TEXT:

Today, those with conscience-based objections seek more than to pray or dress in conformity with religious belief. They object to laws providing Americans access to health care or freedom from discrimination. Compliance with these laws, they claim, would make the objector complicit in the assertedly sinful conduct of others.

Objectors bringing this new generation of complicity-based conscience claims invite courts to deny other Americans the protections of the law. In the FDA case, the plaintiffs do not even seek an exemption from the law; through an expansive standing claim, the doctors claim the only way the court could protect their conscience is to strike down FDA approvals providing all Americans access to medication abortion. Simply having mifepristone on the market, they argue, risks making them complicit in abortion.

Justice Ketanji Brown Jackson zeroed in on the problems with this argument. She observed that Erin Hawley, the attorney for the Alliance for Hippocratic Medicine, had identified a “broad” and “narrow” idea of conscience. The “narrow” reading was straightforward: “participating in a procedure.” This reading had problems of its own: In fact, no doctor was obliged to prescribe mifepristone, and in any event, federal law provides doctors conscience protections.

Yet Hawley didn’t think complicity ended there. Jackson seemed confused. Did Hawley mean that a handful of other doctors who participated in post-abortion procedures, such as the removal of tissue, were also complicit? Or was Hawley asking the court to recognize the complicity claims of someone who worked in an emergency room where abortions took place, or handed an abortion provider a water bottle?

Jackson spotlighted a defining feature of “conscience-war” claims that one of us (Reva Siegel), writing with Douglas NeJaime, has identified : Conservatives assert ever-expanding complicity-based conscience claims, urging the government to accommodate their claims without making any provision for other Americans who would lose the protection of law. Appealing to the value of conscience obscures the material and dignitary harm that accommodating the objection inflicts on others.

Solicitor General Elizabeth Prelogar stressed this point: While the plaintiffs could not say their conscience had been or would be harmed, their claim to conscience obscured harm done to a variety of other parties. That includes the FDA, which had its own scientific judgments displaced, and the pharmaceutical industry, which relies on the FDA approval process to ensure some sort of uniform industry standards. First and foremost, it includes, as Prelogar noted, “women who need access to medication abortion .”

Conscience claims have been alluring to conservatives because, like colorblindness, they allow conservatives to speak as a “minority,” and to assert traditional family values as individual freedom claims. But there is a telling shift. When groups like Alliance Defending Freedom asserted complicity-based conscience claims at the time of Hobby Lobby , they worried about losing in a Supreme Court that was far less conservative—and about alienating a Republican Party that still prioritized electability rather than ideological purity.

THE DATA:
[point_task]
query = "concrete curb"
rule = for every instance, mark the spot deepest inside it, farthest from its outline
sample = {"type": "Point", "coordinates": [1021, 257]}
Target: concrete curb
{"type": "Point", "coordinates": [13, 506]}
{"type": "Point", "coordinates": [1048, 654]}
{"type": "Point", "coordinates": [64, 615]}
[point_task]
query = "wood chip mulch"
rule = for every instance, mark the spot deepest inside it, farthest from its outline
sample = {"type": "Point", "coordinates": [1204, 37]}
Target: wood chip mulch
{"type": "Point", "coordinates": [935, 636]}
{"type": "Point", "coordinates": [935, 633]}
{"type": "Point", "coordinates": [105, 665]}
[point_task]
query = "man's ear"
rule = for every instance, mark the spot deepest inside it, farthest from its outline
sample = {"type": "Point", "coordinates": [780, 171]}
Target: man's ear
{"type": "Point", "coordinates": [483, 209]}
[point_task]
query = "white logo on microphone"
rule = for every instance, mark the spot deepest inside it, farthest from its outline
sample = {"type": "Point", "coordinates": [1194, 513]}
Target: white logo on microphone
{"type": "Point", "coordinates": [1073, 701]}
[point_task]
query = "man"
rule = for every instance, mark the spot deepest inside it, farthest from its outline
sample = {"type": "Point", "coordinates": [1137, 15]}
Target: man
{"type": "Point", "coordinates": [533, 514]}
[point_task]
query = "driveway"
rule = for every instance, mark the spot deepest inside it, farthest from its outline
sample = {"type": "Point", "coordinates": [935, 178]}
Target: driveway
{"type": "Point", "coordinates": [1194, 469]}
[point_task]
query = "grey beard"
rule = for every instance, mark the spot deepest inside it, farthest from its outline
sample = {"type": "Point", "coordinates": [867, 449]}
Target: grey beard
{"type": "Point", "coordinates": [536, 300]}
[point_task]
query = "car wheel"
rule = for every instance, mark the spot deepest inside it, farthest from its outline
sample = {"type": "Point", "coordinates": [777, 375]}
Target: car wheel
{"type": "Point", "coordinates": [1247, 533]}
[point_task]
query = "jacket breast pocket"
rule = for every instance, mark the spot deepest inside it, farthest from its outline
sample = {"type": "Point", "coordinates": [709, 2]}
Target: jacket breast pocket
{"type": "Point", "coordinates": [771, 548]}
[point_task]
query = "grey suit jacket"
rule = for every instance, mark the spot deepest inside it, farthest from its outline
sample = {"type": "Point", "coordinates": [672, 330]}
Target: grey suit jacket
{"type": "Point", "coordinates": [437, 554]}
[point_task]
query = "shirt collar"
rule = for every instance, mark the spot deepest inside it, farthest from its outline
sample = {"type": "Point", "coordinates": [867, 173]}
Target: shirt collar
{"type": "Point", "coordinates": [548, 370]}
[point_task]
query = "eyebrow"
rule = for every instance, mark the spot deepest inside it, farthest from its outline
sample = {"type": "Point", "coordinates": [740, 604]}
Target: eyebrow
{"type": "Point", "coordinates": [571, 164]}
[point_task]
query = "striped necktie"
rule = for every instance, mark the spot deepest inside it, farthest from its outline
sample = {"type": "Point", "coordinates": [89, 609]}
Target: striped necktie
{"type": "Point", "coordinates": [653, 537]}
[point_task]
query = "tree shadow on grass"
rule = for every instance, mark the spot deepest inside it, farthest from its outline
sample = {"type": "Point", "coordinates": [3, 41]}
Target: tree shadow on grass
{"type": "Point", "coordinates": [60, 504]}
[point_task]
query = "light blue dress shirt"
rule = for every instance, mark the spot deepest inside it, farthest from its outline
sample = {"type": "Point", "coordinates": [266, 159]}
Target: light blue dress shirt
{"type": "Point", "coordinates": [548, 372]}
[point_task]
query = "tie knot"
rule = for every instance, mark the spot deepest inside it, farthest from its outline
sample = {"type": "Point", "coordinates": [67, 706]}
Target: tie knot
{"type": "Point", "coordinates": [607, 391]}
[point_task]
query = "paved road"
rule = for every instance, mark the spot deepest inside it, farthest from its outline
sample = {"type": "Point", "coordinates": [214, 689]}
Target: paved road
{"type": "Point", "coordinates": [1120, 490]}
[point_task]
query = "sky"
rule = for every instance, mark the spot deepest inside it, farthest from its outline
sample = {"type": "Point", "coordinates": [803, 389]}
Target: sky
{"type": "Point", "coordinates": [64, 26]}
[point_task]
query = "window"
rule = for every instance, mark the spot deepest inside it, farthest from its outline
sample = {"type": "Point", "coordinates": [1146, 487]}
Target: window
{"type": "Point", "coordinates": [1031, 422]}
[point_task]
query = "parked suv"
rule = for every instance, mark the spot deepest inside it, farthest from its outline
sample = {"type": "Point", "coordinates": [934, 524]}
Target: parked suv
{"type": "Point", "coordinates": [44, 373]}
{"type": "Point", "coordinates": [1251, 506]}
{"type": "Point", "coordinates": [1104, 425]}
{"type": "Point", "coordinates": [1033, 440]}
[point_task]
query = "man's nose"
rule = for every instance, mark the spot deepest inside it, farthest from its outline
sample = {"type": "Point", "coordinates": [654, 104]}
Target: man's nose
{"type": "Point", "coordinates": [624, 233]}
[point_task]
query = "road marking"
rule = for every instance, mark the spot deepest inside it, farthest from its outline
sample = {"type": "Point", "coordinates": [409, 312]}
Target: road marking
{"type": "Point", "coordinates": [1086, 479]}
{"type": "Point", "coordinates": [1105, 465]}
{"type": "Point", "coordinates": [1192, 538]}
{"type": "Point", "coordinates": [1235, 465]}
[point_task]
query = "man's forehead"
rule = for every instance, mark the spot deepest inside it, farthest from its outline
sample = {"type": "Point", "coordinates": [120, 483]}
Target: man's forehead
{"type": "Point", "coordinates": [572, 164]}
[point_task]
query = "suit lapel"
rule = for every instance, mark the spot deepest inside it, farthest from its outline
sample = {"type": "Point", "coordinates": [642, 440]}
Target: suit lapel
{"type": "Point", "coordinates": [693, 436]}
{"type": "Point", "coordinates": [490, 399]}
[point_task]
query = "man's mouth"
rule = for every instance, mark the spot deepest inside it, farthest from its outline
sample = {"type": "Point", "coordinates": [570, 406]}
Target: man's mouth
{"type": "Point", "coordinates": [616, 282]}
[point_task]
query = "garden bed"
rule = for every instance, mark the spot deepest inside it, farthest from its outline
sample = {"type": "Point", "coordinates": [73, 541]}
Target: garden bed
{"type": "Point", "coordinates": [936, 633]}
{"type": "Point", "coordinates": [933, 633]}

TASK INSTRUCTIONS:
1. Name every person mentioned in the text on conscience-based objections.
2. Pick up the text on conscience-based objections after its last sentence and keep writing it.
The records have no role in anything asked here.

TASK-BY-TASK ANSWERS:
1. Ketanji Brown Jackson, Erin Hawley, Reva Siegel, Douglas NeJaime, Elizabeth Prelogar

2.
By contrast, in Alliance for Hippocratic Medicine, ADF talked not only about protecting women or safeguarding conscience; it made claims around the Comstock Act, a symbol of Victorian sexual morality focused not on protecting fetal life but on discouraging illicit sex , that ADF seeks to reinvent as a de facto national abortion ban. ADF argued that FDA could not have had the authority to approve telehealth abortions in 2021 because the Comstock Act bars the mailing of abortion pills—and indeed, any abortion-related item. Justices Clarence Thomas and Samuel Alito both seemed interested in transforming the 1873 Comstock Act into an abortion ban that American voters would never choose to enact. Alito seemed shy about mentioning Comstock by name, instead referring to the hard-to-recognize number in the U.S. Code. Thomas was not so reserved, all but telling attorneys for Danco, the maker of the name-brand mifepristone, that the Comstock Act barred the mailing of the drug.

The very fact that ADF wants to talk about the Comstock Act is remarkable. It seems unwise to hitch the anti-abortion movement’s star to a 19 th -century anti-vice movement known for “Comstockery”: censoring political speech, undermining democratic norms, and condemning any form of sex not intended for procreation .

Voters have already rejected state abortion bans. Just imagine what most Americans would make of it if an already unpopular Supreme Court interpreted a law from 1873 as a sweeping, punitive zombie abortion ban. But worrying about the public’s reaction assumes the movement is seeking to persuade voters rather than simply looking for ways to use power to enforce traditional family values and punish those who become pregnant or might provide them medical care. Anti-abortion groups are planning to revive enforcement of the Comstock Act if Donald Trump wins the presidency , claiming they would not need Congress to act .

The argument in the mifepristone case was a potent reminder of why conservatives have gravitated to conscience claims—and demonstrated the hidden harms that these claims can inflict on other Americans. But the conversation at the Supreme Court this week also suggested that conservatives are preparing to express the values underlying complicity-based conscience claims more openly. As it gains power, members of the anti-abortion movement seem increasingly ready to take off the mask.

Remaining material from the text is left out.